◆ **Task**: Render everything from the line containing "white sky, a" down to the line containing "354], [10, 341]]", both ends included, as a numbered list with blank lines omitted.

-- START --

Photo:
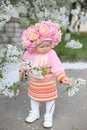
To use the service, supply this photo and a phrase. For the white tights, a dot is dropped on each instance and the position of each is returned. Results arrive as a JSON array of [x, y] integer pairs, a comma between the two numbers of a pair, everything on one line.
[[50, 106]]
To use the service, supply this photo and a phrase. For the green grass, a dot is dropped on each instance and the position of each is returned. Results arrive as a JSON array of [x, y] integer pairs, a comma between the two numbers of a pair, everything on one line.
[[68, 54]]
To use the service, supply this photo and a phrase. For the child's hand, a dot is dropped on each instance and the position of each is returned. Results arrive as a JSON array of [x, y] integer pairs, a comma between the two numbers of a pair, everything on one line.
[[22, 72], [67, 81]]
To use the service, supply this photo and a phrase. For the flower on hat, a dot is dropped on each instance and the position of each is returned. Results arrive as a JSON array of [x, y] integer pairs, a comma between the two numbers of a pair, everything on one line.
[[34, 35]]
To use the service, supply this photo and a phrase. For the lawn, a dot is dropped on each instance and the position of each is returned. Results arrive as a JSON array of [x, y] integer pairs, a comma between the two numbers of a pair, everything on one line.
[[68, 54]]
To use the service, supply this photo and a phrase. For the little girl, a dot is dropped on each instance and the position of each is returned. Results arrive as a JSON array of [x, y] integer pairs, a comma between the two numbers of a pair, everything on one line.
[[39, 41]]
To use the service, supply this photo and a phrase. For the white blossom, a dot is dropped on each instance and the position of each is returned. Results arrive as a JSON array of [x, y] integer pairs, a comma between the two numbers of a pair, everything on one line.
[[72, 89], [74, 44]]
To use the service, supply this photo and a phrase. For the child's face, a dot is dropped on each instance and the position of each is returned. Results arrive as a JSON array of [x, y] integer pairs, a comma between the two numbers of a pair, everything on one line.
[[43, 47]]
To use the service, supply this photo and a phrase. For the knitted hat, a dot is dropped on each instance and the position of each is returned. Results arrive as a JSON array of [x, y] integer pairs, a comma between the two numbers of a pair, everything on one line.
[[35, 34]]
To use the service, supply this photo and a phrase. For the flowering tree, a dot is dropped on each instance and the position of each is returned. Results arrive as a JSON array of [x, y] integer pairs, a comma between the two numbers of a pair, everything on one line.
[[30, 12]]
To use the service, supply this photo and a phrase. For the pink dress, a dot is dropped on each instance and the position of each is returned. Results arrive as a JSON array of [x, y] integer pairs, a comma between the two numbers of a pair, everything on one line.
[[44, 89]]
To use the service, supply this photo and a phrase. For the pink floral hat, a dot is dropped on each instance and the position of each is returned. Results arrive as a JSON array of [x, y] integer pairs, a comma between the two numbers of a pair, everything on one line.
[[35, 34]]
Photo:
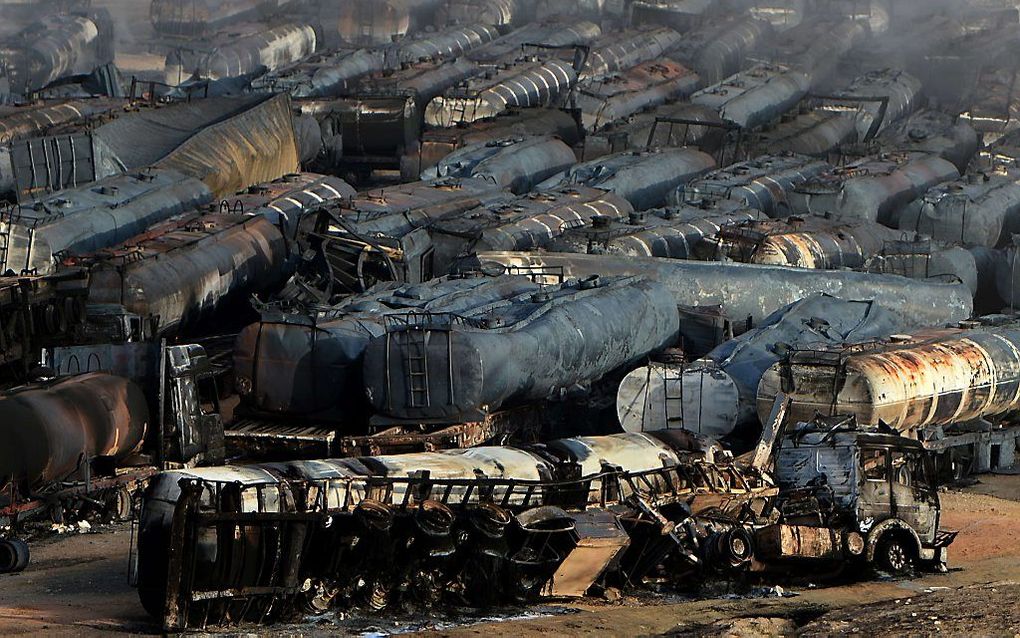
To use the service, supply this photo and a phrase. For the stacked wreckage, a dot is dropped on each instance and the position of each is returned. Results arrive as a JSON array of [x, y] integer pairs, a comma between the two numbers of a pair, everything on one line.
[[416, 303]]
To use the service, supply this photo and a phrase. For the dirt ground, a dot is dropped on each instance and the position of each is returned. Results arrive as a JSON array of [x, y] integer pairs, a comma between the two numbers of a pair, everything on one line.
[[78, 585]]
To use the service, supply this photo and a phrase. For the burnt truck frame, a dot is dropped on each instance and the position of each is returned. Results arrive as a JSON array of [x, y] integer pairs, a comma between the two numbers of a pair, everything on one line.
[[853, 496]]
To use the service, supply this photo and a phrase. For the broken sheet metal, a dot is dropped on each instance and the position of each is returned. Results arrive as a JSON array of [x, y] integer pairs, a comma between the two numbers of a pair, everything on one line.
[[764, 183], [717, 395], [981, 209], [641, 88], [54, 431], [183, 271], [874, 189], [644, 179], [88, 218], [523, 85], [757, 96], [674, 233], [738, 288], [474, 527], [537, 347], [517, 164], [254, 54], [909, 383], [310, 365]]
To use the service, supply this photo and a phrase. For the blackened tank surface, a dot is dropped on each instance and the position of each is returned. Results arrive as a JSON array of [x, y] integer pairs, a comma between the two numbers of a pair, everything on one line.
[[537, 347], [101, 214], [875, 189], [182, 272], [643, 178], [750, 293], [764, 183], [514, 163], [933, 132], [757, 96], [978, 210], [49, 429], [674, 233], [301, 365], [719, 391], [638, 89]]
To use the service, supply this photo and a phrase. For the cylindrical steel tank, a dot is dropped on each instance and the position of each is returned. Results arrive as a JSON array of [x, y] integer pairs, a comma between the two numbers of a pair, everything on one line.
[[875, 189], [643, 178], [532, 349], [718, 393], [756, 96], [972, 211], [517, 164], [52, 431], [764, 183], [909, 384], [184, 271], [302, 365], [751, 292]]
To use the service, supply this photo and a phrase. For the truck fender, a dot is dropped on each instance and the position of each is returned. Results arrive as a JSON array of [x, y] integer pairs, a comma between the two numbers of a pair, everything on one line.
[[879, 530]]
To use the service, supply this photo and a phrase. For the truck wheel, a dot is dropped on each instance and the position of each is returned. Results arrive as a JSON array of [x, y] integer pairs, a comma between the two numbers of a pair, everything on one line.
[[894, 555], [13, 555]]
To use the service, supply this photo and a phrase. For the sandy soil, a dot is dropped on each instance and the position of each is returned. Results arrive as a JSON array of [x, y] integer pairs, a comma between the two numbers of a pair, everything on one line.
[[78, 585]]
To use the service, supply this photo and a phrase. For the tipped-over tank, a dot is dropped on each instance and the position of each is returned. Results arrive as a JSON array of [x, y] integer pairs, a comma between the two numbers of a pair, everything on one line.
[[907, 383], [538, 346], [749, 293], [50, 429], [717, 394], [643, 178]]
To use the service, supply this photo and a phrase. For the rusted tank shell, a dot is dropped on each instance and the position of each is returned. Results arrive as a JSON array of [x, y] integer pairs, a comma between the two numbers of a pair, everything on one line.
[[872, 189], [757, 96], [933, 132], [517, 164], [551, 34], [644, 179], [817, 133], [947, 379], [625, 50], [902, 91], [971, 211], [534, 219], [104, 213], [49, 429], [717, 394], [764, 183], [375, 22], [528, 85], [753, 292], [54, 48], [530, 349], [641, 88], [183, 271], [448, 44], [667, 233], [311, 365], [271, 49], [192, 17]]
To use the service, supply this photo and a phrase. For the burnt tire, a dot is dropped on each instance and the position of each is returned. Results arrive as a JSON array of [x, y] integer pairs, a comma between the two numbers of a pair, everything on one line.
[[14, 555], [895, 555]]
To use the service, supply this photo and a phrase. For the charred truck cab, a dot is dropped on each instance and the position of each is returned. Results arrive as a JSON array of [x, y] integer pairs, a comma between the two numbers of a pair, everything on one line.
[[850, 494]]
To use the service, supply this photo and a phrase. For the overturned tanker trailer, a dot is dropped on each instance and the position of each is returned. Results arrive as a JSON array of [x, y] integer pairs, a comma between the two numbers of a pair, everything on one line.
[[477, 527], [749, 293]]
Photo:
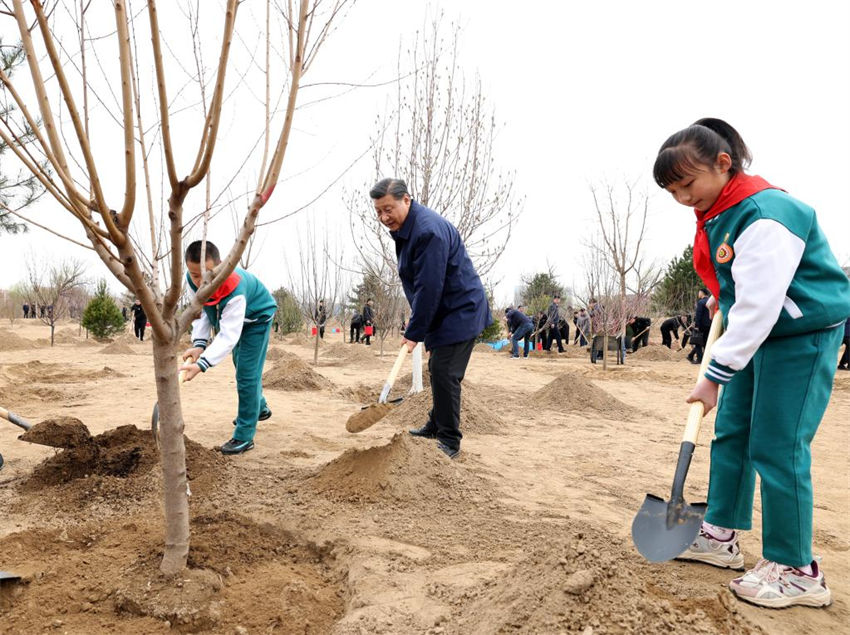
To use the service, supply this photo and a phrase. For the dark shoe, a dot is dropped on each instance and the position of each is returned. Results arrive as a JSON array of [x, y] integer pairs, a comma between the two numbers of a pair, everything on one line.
[[449, 452], [234, 446], [426, 432], [264, 414]]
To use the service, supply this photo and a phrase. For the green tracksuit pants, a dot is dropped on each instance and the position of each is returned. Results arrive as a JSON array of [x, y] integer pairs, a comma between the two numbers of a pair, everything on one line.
[[766, 419], [249, 355]]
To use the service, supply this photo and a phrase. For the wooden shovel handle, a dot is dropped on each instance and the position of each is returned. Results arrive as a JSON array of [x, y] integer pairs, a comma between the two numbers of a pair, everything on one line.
[[697, 411], [399, 360]]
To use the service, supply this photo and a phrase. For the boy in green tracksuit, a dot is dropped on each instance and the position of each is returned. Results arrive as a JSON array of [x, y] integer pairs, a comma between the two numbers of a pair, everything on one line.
[[241, 312], [784, 298]]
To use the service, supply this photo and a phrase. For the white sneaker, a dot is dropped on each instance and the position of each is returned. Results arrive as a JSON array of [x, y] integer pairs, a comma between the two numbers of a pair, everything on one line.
[[725, 554], [776, 586]]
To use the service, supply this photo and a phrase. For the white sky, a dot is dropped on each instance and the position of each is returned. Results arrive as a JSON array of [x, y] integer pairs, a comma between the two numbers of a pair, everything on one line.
[[584, 91]]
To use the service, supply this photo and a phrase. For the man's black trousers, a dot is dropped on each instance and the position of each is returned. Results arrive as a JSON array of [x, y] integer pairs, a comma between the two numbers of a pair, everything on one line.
[[447, 366]]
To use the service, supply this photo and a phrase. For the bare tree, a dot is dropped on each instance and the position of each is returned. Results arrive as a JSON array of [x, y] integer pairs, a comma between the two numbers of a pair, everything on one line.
[[321, 279], [52, 288], [75, 178], [615, 268]]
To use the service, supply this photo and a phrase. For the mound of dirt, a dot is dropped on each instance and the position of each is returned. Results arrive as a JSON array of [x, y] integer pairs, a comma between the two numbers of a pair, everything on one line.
[[571, 391], [403, 470], [350, 353], [47, 373], [656, 353], [108, 464], [590, 583], [118, 348], [294, 374], [276, 354], [10, 341]]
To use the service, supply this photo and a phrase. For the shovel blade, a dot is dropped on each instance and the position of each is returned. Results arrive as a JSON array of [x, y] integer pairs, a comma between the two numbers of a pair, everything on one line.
[[661, 530]]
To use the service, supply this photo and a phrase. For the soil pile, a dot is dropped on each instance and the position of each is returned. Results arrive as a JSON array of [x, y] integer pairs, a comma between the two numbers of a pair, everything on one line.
[[118, 348], [10, 341], [475, 414], [656, 353], [402, 470], [350, 353], [117, 465], [591, 583], [294, 374], [571, 391], [47, 373]]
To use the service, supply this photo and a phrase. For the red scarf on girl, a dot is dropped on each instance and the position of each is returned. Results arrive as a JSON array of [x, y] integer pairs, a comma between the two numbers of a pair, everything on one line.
[[738, 188], [226, 288]]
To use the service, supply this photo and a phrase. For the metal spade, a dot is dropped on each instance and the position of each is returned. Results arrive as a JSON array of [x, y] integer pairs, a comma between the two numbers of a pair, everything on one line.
[[663, 529]]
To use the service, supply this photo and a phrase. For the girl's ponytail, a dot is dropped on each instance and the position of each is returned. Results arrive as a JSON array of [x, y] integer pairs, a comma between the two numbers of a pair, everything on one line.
[[740, 153]]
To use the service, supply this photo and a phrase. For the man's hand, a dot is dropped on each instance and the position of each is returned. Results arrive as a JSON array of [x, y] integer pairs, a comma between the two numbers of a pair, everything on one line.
[[192, 353], [706, 392], [190, 370]]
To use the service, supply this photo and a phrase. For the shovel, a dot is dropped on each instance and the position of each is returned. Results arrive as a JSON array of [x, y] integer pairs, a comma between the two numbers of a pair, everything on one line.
[[373, 413], [155, 413], [662, 530]]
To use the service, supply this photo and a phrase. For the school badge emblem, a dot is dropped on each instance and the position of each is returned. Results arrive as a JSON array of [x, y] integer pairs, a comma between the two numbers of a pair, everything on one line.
[[724, 252]]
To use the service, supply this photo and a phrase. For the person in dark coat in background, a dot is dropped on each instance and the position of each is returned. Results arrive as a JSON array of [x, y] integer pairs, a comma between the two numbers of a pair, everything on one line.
[[640, 332], [702, 324], [139, 320], [369, 320], [670, 330], [553, 318], [844, 363], [519, 328], [449, 307]]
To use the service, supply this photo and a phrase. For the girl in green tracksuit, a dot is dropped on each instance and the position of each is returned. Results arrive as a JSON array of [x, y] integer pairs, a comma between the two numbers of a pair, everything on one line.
[[784, 298]]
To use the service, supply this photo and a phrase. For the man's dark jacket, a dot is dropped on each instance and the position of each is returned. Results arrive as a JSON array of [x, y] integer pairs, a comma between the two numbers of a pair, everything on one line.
[[516, 319], [447, 300]]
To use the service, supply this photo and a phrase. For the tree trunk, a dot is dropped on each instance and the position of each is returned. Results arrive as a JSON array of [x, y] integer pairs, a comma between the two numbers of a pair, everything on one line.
[[173, 458]]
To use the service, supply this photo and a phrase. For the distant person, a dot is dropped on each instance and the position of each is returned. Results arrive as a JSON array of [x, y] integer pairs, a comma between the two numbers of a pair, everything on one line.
[[702, 324], [449, 307], [583, 326], [140, 320], [844, 363], [368, 321], [519, 328], [320, 316], [640, 332], [241, 312], [784, 299], [670, 330], [553, 319], [356, 325]]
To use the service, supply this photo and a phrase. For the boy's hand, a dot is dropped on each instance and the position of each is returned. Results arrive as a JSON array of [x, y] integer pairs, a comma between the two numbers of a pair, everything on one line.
[[706, 392], [190, 371], [192, 353]]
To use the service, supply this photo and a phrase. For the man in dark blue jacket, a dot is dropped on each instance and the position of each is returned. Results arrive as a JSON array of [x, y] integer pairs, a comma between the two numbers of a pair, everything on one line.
[[448, 305], [519, 328]]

-- END --

◆ **Result for this exercise**:
1. To use the service, supply this photo and a phrase. For the white sky, a dot is dropped on each instance and the position of each is returned. Results arrive as a JSON array of [x, y] integer pairs, a comma between the two numbers of a pair, everything on one line.
2. [[584, 91]]
3. To use the service, supply this photo and a phrase. For the man's black trousers, a dot is dropped on each instance and the position of each is returned. Results arrive as a JSON array of [x, y] integer pairs, a comma between the two numbers of a pair, everything on one line.
4. [[447, 366]]
5. To use the service, supply this photo and a phrase. For the bare tree, a dot is dropped on each instance and the position of each is returned. Results arrive as a JSON array of [x, y] integer pairs, a comma between the two numbers of a pair, everything on one line.
6. [[321, 279], [52, 288], [75, 178], [615, 268]]
7. To use the service, supply this photo and a phrase. For the mound of dirt, a dot is dropped on each instance and the position of each is returned. Results arrive as a JSON array of [x, y] integer pairs, a comma between the two numbers of a pair, everything on one line.
8. [[571, 391], [403, 470], [350, 353], [47, 373], [656, 353], [108, 464], [590, 583], [118, 348], [294, 374], [276, 354], [10, 341]]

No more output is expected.